ABOUT THIS TASK
Work through the lines below and count those holding "rock"; reply with the number only.

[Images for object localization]
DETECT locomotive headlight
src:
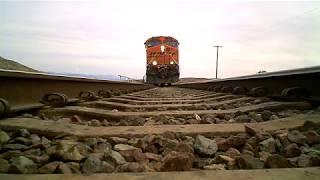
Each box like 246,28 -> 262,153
161,45 -> 165,52
152,61 -> 157,65
170,61 -> 174,65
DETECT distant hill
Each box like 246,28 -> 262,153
175,77 -> 210,84
0,56 -> 139,82
0,56 -> 38,72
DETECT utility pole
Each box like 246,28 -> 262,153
213,45 -> 223,79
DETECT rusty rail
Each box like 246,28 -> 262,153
0,69 -> 152,117
174,66 -> 320,100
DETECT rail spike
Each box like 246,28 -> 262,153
41,93 -> 68,107
0,98 -> 11,118
79,91 -> 99,101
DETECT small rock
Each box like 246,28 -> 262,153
83,138 -> 98,147
117,162 -> 145,172
93,142 -> 112,155
248,112 -> 263,122
242,149 -> 255,157
106,150 -> 127,165
217,135 -> 247,151
203,164 -> 226,170
276,133 -> 290,147
30,134 -> 41,145
270,114 -> 279,120
101,120 -> 110,126
288,130 -> 306,145
112,109 -> 119,112
66,162 -> 81,174
109,137 -> 128,145
297,154 -> 312,167
145,152 -> 162,161
235,115 -> 251,122
261,110 -> 273,121
194,114 -> 201,121
0,158 -> 9,173
244,124 -> 265,136
101,161 -> 115,173
14,137 -> 32,145
265,154 -> 290,168
119,149 -> 147,163
23,148 -> 41,156
305,130 -> 320,145
38,161 -> 61,174
225,148 -> 241,159
2,144 -> 28,151
57,163 -> 72,174
237,154 -> 264,169
15,129 -> 30,138
82,156 -> 102,174
259,151 -> 271,162
71,115 -> 82,124
259,138 -> 276,153
284,143 -> 301,158
10,156 -> 37,174
194,135 -> 218,156
175,142 -> 194,154
114,144 -> 137,151
0,130 -> 10,144
160,151 -> 194,171
88,119 -> 101,127
213,155 -> 236,169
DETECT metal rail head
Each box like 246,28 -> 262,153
40,93 -> 68,107
0,98 -> 10,118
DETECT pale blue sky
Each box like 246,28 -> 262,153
0,0 -> 319,78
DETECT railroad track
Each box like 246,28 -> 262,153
0,68 -> 320,179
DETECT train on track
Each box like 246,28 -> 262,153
144,36 -> 180,86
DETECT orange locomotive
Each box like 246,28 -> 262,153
144,36 -> 180,85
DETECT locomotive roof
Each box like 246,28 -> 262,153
144,36 -> 179,44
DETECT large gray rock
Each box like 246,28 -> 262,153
237,154 -> 264,169
82,156 -> 102,174
194,135 -> 218,156
259,138 -> 276,153
305,130 -> 320,145
284,143 -> 301,158
288,130 -> 306,145
0,158 -> 9,173
160,151 -> 194,171
56,163 -> 72,174
93,142 -> 112,154
114,144 -> 137,151
0,130 -> 10,144
10,156 -> 37,174
38,161 -> 61,174
265,154 -> 290,168
55,140 -> 85,161
106,150 -> 126,165
117,162 -> 145,172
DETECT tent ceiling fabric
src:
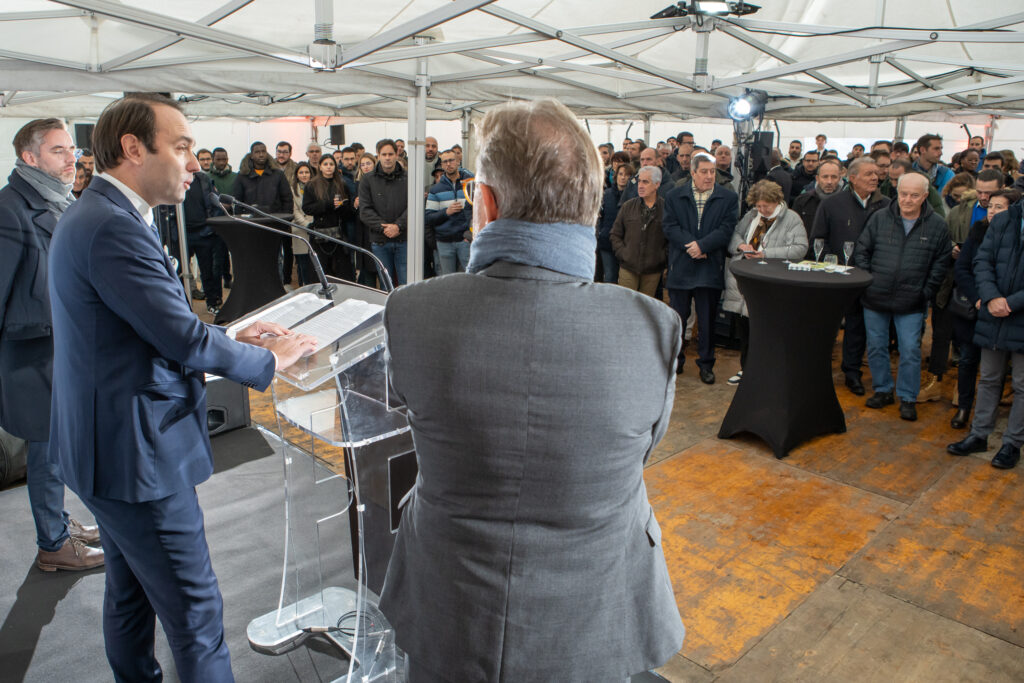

ANSWER TO THIS PROBLEM
2